• [Given request 1]: Decide whether each statement agrees with the post about Jon and the Wall. Answer yes or no for each, and quote the words of the post that settle it. (a) Aemon went to the Wall of his own will. (b) In the show, Jon left, became king, and later returned. (c) The writer finds the Lord of the Gift ending unconvincing.
• [Given request 2]: Convert the stretch of rows from the line that contains "Mark the innermost point of each instance of the lane" through the line that contains "x=77, y=415" into a numbered list, omitting any blank lines.

There is a difference between Aemon and show Jon. Aemon willingly went to the Wall so he didn't threaten Aegon V. Jon was sent to the Wall by everyone as a peace offering to Greyworm. Is Bot the dame because Jon has no personal choice in the show.
(about this ask)
Oh, absolutely! The show fucked that up. If the ending is the Wall, it would have to be abdication/choosing the Wall.
But, as I've said before, even though I've accepted that ending, I definitely think the Lord of the Gift ending is a compelling theory, especially because the Wall ending makes no sense anyway. Jon is a man of the Watch and they already think he's a traitor, he's gonna go help retake Winterfell and will be involved in handling the Targ threat. Who is gonna believe that him returning to the Wall will prevent him from getting involved in the realm's business/politics?
"I mean it this time, for realzies."
Please. I mean, I still think it's possible, but it's already been undermined as a solution. In the show he left, became king, and then went back. It just doesn't work!
What some of us talked about after the show ended was that perhaps through some scheming, Tyrion does end up hand for a time, and that originally planned feud between him and Jon manifests in him finagling to keep Jon at the Wall, but eventually, Jon is able to return to Winterfell. That works with that odd "in ten years" line which felt like we were being given a date for when the future would be brighter for our boy.

Dataset rows on where objects appear
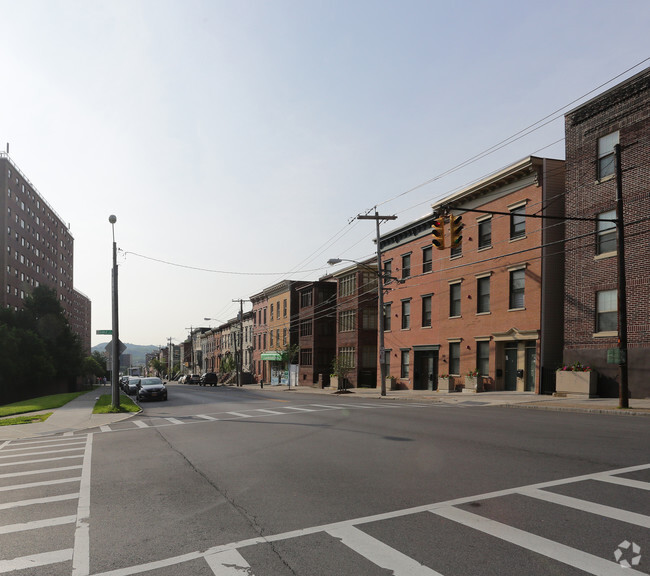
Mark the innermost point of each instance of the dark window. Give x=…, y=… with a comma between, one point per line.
x=517, y=281
x=426, y=311
x=483, y=290
x=406, y=314
x=483, y=357
x=606, y=233
x=406, y=266
x=427, y=260
x=517, y=222
x=454, y=300
x=405, y=365
x=607, y=311
x=387, y=316
x=485, y=233
x=454, y=358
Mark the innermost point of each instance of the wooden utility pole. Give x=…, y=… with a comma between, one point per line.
x=380, y=297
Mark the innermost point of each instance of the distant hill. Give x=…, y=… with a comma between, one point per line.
x=137, y=352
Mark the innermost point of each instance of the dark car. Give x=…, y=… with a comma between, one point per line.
x=209, y=379
x=151, y=389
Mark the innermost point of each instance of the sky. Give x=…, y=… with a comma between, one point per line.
x=236, y=141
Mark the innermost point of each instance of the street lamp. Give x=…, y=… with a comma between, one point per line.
x=115, y=390
x=380, y=313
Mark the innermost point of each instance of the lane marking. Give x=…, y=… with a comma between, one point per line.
x=36, y=524
x=42, y=471
x=228, y=563
x=380, y=554
x=586, y=506
x=81, y=556
x=34, y=501
x=36, y=484
x=35, y=560
x=528, y=541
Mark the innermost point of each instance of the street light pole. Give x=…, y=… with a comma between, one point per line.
x=115, y=389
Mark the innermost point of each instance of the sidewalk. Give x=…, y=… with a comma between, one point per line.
x=74, y=416
x=77, y=415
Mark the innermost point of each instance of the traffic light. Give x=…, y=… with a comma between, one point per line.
x=456, y=230
x=438, y=233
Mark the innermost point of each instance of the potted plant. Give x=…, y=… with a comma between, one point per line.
x=472, y=381
x=576, y=378
x=445, y=383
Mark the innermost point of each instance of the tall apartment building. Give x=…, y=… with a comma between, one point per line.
x=37, y=249
x=620, y=116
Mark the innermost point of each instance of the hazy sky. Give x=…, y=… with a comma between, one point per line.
x=236, y=140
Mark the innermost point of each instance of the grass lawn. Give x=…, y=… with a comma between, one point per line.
x=104, y=405
x=36, y=404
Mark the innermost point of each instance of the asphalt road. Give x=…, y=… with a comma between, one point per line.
x=232, y=481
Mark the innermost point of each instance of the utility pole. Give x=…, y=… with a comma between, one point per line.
x=380, y=297
x=623, y=400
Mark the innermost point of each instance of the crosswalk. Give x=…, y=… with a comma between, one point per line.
x=358, y=538
x=144, y=422
x=45, y=485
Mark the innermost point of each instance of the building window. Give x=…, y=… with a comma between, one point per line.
x=427, y=259
x=606, y=155
x=406, y=266
x=406, y=314
x=387, y=316
x=347, y=356
x=483, y=357
x=347, y=285
x=388, y=270
x=454, y=358
x=405, y=364
x=306, y=357
x=306, y=328
x=454, y=300
x=485, y=233
x=606, y=233
x=607, y=311
x=426, y=311
x=347, y=321
x=483, y=291
x=517, y=281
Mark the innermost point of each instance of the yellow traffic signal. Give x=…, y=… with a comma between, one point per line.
x=438, y=233
x=456, y=230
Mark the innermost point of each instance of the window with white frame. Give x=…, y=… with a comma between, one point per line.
x=606, y=155
x=606, y=233
x=607, y=311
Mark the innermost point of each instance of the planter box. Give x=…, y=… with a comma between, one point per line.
x=473, y=384
x=445, y=385
x=578, y=383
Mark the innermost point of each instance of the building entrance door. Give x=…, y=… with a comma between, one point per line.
x=426, y=370
x=511, y=367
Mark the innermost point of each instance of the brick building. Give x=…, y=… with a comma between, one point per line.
x=37, y=249
x=491, y=305
x=621, y=116
x=317, y=332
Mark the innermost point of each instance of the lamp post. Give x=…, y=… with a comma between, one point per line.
x=380, y=312
x=115, y=389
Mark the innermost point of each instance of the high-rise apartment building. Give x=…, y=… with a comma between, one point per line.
x=37, y=249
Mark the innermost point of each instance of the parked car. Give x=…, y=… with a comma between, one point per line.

• [Full solution 1]:
(a) Yes: "Aemon willingly went to the Wall so he didn't threaten Aegon V."
(b) Yes: "In the show he left, became king, and then went back."
(c) No: "I definitely think the Lord of the Gift ending is a compelling theory"

• [Full solution 2]:
1. Mark the innermost point of each instance of the lane marking. Give x=…, y=… with a comma between, one point per line.
2. x=36, y=524
3. x=42, y=471
4. x=228, y=563
5. x=380, y=554
6. x=586, y=506
7. x=81, y=556
8. x=34, y=501
9. x=36, y=484
10. x=35, y=560
11. x=528, y=541
12. Mark the innermost point of each instance of the street light pole. Give x=…, y=… with a comma between, one point per line.
13. x=115, y=389
14. Mark the innermost point of each instance of the sidewalk. Give x=…, y=… with a comma between, one point per line.
15. x=74, y=416
16. x=77, y=415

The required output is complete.